◆ EXERCISE DIRECTIONS ◆
Put each line of the records below into a JSON list of strings, one string per line, leaving out any blank lines.

◆ RAW RECORDS ◆
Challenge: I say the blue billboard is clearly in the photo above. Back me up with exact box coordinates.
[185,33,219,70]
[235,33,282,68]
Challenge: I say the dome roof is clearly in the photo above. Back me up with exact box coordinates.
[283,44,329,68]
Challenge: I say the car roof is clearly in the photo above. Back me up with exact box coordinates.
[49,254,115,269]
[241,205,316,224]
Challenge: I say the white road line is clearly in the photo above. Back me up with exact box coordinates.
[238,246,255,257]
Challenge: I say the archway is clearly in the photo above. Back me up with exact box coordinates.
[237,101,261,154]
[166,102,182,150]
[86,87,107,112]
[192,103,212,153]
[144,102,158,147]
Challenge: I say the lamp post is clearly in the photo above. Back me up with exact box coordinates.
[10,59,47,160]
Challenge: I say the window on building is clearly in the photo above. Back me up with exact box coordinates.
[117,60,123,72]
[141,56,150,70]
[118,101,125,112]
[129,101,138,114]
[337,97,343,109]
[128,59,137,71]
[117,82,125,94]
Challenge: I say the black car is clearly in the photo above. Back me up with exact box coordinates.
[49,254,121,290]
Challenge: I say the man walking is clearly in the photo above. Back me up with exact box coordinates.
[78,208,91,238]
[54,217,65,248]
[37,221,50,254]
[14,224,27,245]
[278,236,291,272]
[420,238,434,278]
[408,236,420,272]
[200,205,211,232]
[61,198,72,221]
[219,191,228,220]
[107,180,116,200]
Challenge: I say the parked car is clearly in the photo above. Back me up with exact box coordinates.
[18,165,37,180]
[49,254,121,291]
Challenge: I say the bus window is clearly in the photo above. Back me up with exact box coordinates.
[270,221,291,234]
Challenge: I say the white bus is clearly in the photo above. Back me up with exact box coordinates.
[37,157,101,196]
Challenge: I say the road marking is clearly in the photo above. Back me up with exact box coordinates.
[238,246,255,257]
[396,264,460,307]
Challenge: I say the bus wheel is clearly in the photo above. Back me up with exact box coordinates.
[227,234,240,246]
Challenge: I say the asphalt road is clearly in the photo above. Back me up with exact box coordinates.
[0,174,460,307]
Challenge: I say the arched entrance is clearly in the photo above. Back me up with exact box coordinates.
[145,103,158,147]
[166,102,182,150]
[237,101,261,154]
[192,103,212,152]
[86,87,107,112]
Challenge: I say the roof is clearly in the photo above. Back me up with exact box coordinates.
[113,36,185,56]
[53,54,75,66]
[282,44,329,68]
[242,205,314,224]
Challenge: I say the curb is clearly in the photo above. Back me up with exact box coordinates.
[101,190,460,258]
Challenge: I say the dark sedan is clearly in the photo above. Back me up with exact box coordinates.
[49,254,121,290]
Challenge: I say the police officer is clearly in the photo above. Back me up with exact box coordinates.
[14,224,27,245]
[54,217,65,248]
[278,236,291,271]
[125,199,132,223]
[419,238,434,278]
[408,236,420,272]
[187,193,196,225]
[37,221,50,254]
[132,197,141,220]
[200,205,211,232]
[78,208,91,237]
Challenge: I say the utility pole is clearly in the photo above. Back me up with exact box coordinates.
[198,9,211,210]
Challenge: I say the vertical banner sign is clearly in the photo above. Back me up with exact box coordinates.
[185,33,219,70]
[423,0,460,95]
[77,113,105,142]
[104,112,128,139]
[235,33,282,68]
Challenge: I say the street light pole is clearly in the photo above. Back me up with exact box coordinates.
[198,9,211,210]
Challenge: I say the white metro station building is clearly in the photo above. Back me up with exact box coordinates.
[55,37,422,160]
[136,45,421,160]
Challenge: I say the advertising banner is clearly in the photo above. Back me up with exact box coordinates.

◆ RESULT OF THIS EXERCISE ◆
[
  "Challenge: I say the blue billboard is clearly in the photo above. Back me up with exact box coordinates.",
  "[185,33,219,70]",
  "[235,33,282,68]",
  "Challenge: I say the dome roof is clearly in the photo above. Back me up with exact box coordinates.",
  "[283,44,329,68]",
  "Challenge: I say the car roof is clearly in the photo above. Back me up with exact box coordinates.",
  "[49,254,115,269]",
  "[241,205,316,224]",
  "Challenge: I say the white road line is clearly in the photo above. Back me up with exact box coordinates.",
  "[238,246,255,257]",
  "Challenge: I say the archway is clearly in the photo above. Back me up with exact box coordinates.",
  "[237,101,261,154]",
  "[166,102,182,150]",
  "[86,87,107,112]",
  "[192,103,212,153]",
  "[144,102,158,147]",
  "Challenge: I say the lamp post is clearly in the photo above. Back me up with exact box coordinates.",
  "[10,59,47,160]",
  "Challenge: I say the window on building is clearly in the photo above. Back me up with exact box coordinates.",
  "[117,60,123,72]",
  "[141,56,150,70]",
  "[118,101,125,112]",
  "[129,101,138,114]",
  "[337,97,343,109]",
  "[128,59,137,71]",
  "[117,82,125,94]",
  "Challenge: I say the black car is clearly in the photo above. Back me up with exact box coordinates.",
  "[49,254,121,290]",
  "Challenge: I say the man walking is clearly in the photo above. Back me up with exact box coordinates.",
  "[78,208,91,238]",
  "[54,217,65,248]",
  "[37,221,50,254]",
  "[14,224,27,245]",
  "[278,236,291,272]",
  "[420,238,434,278]",
  "[408,236,420,272]",
  "[200,205,211,232]",
  "[61,198,72,221]",
  "[219,191,228,220]",
  "[107,180,116,200]",
  "Challenge: I say the parked car is clearly in the photo above. Back me up with exact box coordinates.",
  "[18,165,37,180]",
  "[49,254,121,291]",
  "Challenge: I say the bus window is clearly in the photo above. Back me up with exact box coordinates.",
  "[270,221,291,234]",
  "Challenge: I say the white bus is clearly in the photo above. Back me up with exact box coordinates.",
  "[37,157,101,196]",
  "Challenge: I say the road marking is clearly in the photo above. Back me up with exact box coordinates.",
  "[238,246,255,257]",
  "[396,264,460,307]",
  "Challenge: I say the bus wheel is clearly in the photo above. Back me up with exact box coordinates.",
  "[227,234,240,246]",
  "Challenge: I say the asphalt road is clearly in the photo above. Back me up with exact box coordinates.",
  "[0,174,460,307]",
  "Challenge: I say the arched entrance is clearly in the photo above. Back me up with exact box coordinates.",
  "[145,103,158,147]",
  "[166,102,182,150]",
  "[237,101,261,154]",
  "[192,103,212,152]",
  "[86,87,107,112]",
  "Challenge: I say the roof is clearly in the photo above. Back me up with exact box coordinates.",
  "[113,36,185,56]",
  "[53,54,75,66]",
  "[282,44,329,68]",
  "[242,205,314,224]",
  "Challenge: I say the curb is clearly in the photo above. Back me up with exact box coordinates.",
  "[101,190,460,258]",
  "Challenge: I say the dark sedan is clearly in the photo above. Back me up with exact box coordinates.",
  "[49,254,121,290]",
  "Challenge: I say the police officer is clearly in the photo above. Back me up with exact box coordinates.",
  "[14,224,27,245]",
  "[54,217,65,248]",
  "[278,236,291,271]",
  "[125,199,132,223]",
  "[419,238,434,278]",
  "[408,236,420,272]",
  "[187,193,196,225]",
  "[37,221,50,254]",
  "[132,197,141,220]",
  "[200,205,211,232]",
  "[78,208,91,237]",
  "Challenge: I say the utility pole is clearly in the photo above. Back me up with exact box coordinates.",
  "[198,9,211,210]",
  "Challenge: I say the vertical banner sign is clearly in the photo above. Back me up with exact box coordinates.",
  "[185,33,219,70]",
  "[423,0,460,95]",
  "[77,113,105,142]",
  "[104,112,128,139]",
  "[235,33,282,68]",
  "Challenge: I say the street light pole is clearly in the photo above. Back me up with exact box coordinates.",
  "[198,9,211,210]",
  "Challenge: I say the white metro station building is clearly in the photo above. Back me up with exact box coordinates.",
  "[55,37,422,160]",
  "[136,45,421,160]",
  "Challenge: I say the advertising banner is clearly in the photo above. Back me up with exact box coordinates."
]